▸ **RECORDED DATA**:
# # # # # # #

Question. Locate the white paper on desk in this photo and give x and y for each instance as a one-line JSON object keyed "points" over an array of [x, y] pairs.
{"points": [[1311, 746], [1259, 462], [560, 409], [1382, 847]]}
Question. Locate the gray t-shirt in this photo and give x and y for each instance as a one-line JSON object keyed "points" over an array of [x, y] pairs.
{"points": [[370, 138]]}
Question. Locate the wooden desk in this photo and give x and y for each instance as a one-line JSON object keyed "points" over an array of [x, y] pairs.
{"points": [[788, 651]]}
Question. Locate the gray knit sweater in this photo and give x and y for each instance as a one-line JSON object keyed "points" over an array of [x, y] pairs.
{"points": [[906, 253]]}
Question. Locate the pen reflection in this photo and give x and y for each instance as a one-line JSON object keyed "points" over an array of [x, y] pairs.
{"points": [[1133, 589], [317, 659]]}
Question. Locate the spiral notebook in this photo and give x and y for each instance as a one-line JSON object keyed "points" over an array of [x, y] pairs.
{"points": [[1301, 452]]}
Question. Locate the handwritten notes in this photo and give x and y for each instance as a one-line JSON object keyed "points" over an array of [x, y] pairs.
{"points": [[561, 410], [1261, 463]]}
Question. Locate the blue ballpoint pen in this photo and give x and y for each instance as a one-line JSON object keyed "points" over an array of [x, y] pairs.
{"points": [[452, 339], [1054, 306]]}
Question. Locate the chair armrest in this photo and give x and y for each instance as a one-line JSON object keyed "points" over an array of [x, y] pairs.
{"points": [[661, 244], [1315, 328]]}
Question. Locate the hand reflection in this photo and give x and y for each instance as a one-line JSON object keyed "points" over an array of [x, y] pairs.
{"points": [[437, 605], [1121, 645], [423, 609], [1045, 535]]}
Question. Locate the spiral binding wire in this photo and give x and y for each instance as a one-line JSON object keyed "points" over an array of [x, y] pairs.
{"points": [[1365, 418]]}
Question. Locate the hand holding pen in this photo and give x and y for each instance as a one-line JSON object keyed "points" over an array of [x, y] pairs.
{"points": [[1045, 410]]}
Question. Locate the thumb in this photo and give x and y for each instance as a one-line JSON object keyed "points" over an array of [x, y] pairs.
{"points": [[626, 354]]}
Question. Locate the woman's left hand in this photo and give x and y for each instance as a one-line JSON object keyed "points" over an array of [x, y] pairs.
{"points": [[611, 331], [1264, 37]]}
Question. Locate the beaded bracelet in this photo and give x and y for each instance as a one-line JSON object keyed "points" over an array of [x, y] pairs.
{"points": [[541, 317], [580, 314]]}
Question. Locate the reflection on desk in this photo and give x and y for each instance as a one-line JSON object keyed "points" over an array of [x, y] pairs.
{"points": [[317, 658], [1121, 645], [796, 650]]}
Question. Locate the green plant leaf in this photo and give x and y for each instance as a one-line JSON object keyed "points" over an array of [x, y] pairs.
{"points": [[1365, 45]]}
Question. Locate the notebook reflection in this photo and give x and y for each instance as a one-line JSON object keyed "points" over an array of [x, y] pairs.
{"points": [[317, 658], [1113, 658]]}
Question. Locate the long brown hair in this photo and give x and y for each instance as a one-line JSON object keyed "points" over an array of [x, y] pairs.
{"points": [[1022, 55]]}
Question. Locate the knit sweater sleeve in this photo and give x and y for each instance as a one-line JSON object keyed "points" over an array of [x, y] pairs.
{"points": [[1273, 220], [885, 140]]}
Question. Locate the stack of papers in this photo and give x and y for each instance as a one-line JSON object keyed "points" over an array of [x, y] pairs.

# # # # # # #

▸ **AIM**:
Your task is to repeat every entry exactly.

▸ **ANSWER FOR THE TASK**:
Question. Locate the white paper on desk in this photo and give x and y for each instance as a one-line JSON object keyed "points" over an array of [x, y] pairs.
{"points": [[1311, 746], [1259, 462], [560, 409], [1382, 847]]}
Question. Locate the gray t-shirt in this photo and give x and y for each instance as a one-line JSON object keyed "points" over an array of [x, y] pairs.
{"points": [[370, 138]]}
Question. Locate the wooden desk in this photo and give x and y for each instance as a one-line JSON object keyed "points" over an array of [x, y] pairs.
{"points": [[788, 651]]}
Question. Locate the gray knit sweater in this photo and give x and y for each instance as a one-line JSON object keyed "points" over an array of [x, y] pairs.
{"points": [[906, 253]]}
Question. Locate the pen reflection in this photo and give x and y for each instance as a one-line JSON object keyed "points" over an array of [x, y] pairs.
{"points": [[1133, 589], [317, 659]]}
Question. Locate the spiral notebook in this photo and give x and y for each instance as a one-line JSON object keyed "points" over an array of [x, y] pairs.
{"points": [[1301, 452]]}
Question. Locate the handwritten notes in this photo and give x and y for each instance as a one-line JSON object keyed "points" over an array of [x, y] pairs.
{"points": [[561, 410], [1261, 463]]}
Question. Locate the blue ballpoint pen in this photo and give x and y for each instance as a one-line JSON object keyed "points" over an array of [x, y] pairs.
{"points": [[452, 339], [1054, 306]]}
Question. Locate the chair armrest in this photo and give x and y for each instance as a one-line JSON object keyed "points" over an array of [x, y] pairs.
{"points": [[661, 244], [1315, 328]]}
Question. Locate the hand reflection in this photo and give x and y for each instance as a one-line JSON object keyed "points" over an array of [x, y] pairs.
{"points": [[437, 605], [1121, 645], [423, 609], [1045, 535]]}
Question. Locate the spiral binding wire in this photo and give x and y for each instance as a one-line JSON object keyed "points" over an array of [x, y] pairs.
{"points": [[1365, 418]]}
Question. Locate the hand holding pen in this photo and give x and y for each instance as a one-line JSON object keyed "points" over an array of [x, y] pairs.
{"points": [[1045, 410]]}
Question. Locate the thumb in this photo and give x and y for each instance as a one-line JSON object keyed "points" over an array of [x, y] pairs.
{"points": [[626, 354]]}
Question. Locate the woman's left hand in this photo and give x and y for each instance as a one-line JSON object keyed "points" over an array of [x, y] pairs.
{"points": [[611, 331], [1264, 37]]}
Question. Locate the beaded bracelet in this photo and give x and y for each instance as a one-line JSON object keyed "points" over an array of [x, y] pairs.
{"points": [[541, 317], [580, 314]]}
Question. Locate the reflection on desk in this photo and give x and y for each instance as a one-line JSON object keyed "points" over an array of [x, y] pairs.
{"points": [[317, 658], [1121, 645], [796, 650]]}
Question. Locate the green plant leaf in this photo and give x and y for each instance as a one-line JSON object keyed "points" over an array of [x, y] pairs.
{"points": [[1365, 45]]}
Question. Locate the notebook reflection in this photo and give x and y for each instance as a one-line JSON object keyed "points" over an array of [x, y] pairs.
{"points": [[317, 658], [1113, 658]]}
Question. Locate the long brown hair in this photo and give x and y for each instance as a one-line JSON object keyed "points" over an array of [x, y] pairs.
{"points": [[1022, 55]]}
Question. Locate the knit sweater sleeve in this photo and give x and y for each instance as a one-line JSON object keyed "points" over an array of [x, y] pairs.
{"points": [[1273, 220], [885, 140]]}
Question. Locate the stack of papers in this photo and give x and y for each instance as a one-line JSON object keyed "points" over an array of [x, y] pairs.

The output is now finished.